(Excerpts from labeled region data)
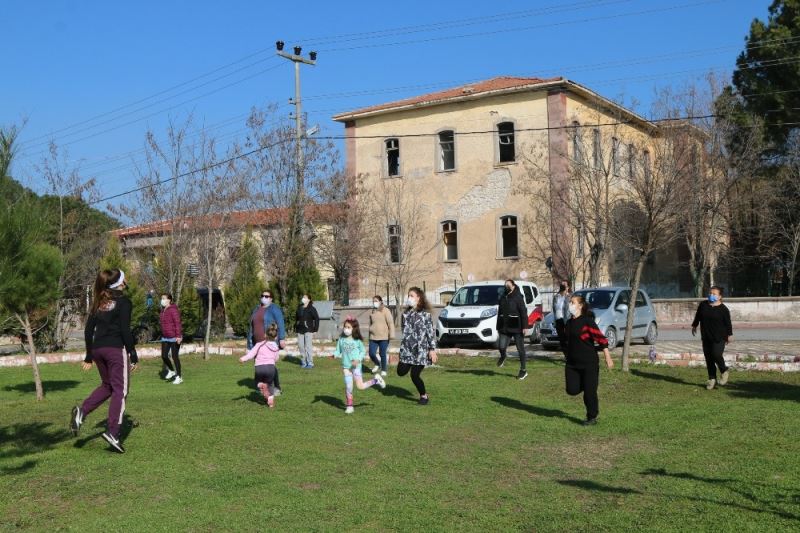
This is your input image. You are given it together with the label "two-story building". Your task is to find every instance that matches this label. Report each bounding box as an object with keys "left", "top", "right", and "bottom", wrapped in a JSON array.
[{"left": 333, "top": 77, "right": 678, "bottom": 301}]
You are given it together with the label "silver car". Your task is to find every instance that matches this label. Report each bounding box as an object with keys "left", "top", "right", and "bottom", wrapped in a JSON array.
[{"left": 541, "top": 287, "right": 658, "bottom": 350}]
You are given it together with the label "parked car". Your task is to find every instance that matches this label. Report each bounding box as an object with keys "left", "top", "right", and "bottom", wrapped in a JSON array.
[
  {"left": 436, "top": 280, "right": 542, "bottom": 346},
  {"left": 541, "top": 287, "right": 658, "bottom": 350}
]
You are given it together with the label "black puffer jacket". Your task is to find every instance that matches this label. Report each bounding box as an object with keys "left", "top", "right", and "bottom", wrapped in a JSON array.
[{"left": 497, "top": 287, "right": 528, "bottom": 335}]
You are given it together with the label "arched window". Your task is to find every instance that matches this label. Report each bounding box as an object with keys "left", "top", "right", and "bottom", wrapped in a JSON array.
[
  {"left": 438, "top": 130, "right": 456, "bottom": 170},
  {"left": 442, "top": 220, "right": 458, "bottom": 261},
  {"left": 497, "top": 122, "right": 517, "bottom": 163}
]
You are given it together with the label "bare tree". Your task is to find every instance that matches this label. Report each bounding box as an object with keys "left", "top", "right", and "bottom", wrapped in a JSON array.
[{"left": 611, "top": 121, "right": 693, "bottom": 371}]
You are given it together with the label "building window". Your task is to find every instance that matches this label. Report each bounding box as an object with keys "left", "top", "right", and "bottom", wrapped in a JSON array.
[
  {"left": 500, "top": 215, "right": 519, "bottom": 257},
  {"left": 386, "top": 139, "right": 400, "bottom": 176},
  {"left": 389, "top": 224, "right": 403, "bottom": 264},
  {"left": 592, "top": 128, "right": 603, "bottom": 170},
  {"left": 442, "top": 220, "right": 458, "bottom": 261},
  {"left": 497, "top": 122, "right": 516, "bottom": 163},
  {"left": 628, "top": 144, "right": 636, "bottom": 181},
  {"left": 572, "top": 120, "right": 583, "bottom": 164},
  {"left": 439, "top": 130, "right": 456, "bottom": 170},
  {"left": 611, "top": 137, "right": 620, "bottom": 176}
]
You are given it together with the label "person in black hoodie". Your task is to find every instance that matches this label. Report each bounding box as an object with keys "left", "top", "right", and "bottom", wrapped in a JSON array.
[
  {"left": 70, "top": 269, "right": 139, "bottom": 453},
  {"left": 692, "top": 286, "right": 733, "bottom": 390},
  {"left": 497, "top": 279, "right": 528, "bottom": 380},
  {"left": 564, "top": 296, "right": 614, "bottom": 426},
  {"left": 294, "top": 294, "right": 319, "bottom": 369}
]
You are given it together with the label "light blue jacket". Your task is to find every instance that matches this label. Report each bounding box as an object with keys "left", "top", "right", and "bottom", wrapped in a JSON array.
[{"left": 247, "top": 303, "right": 286, "bottom": 350}]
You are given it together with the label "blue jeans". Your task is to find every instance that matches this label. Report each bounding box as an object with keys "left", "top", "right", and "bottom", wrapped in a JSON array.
[{"left": 369, "top": 339, "right": 389, "bottom": 372}]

BRIEF: How many lines in the records contain the string "building"? Reply with the number alone.

COMPLETE RESPONSE: 2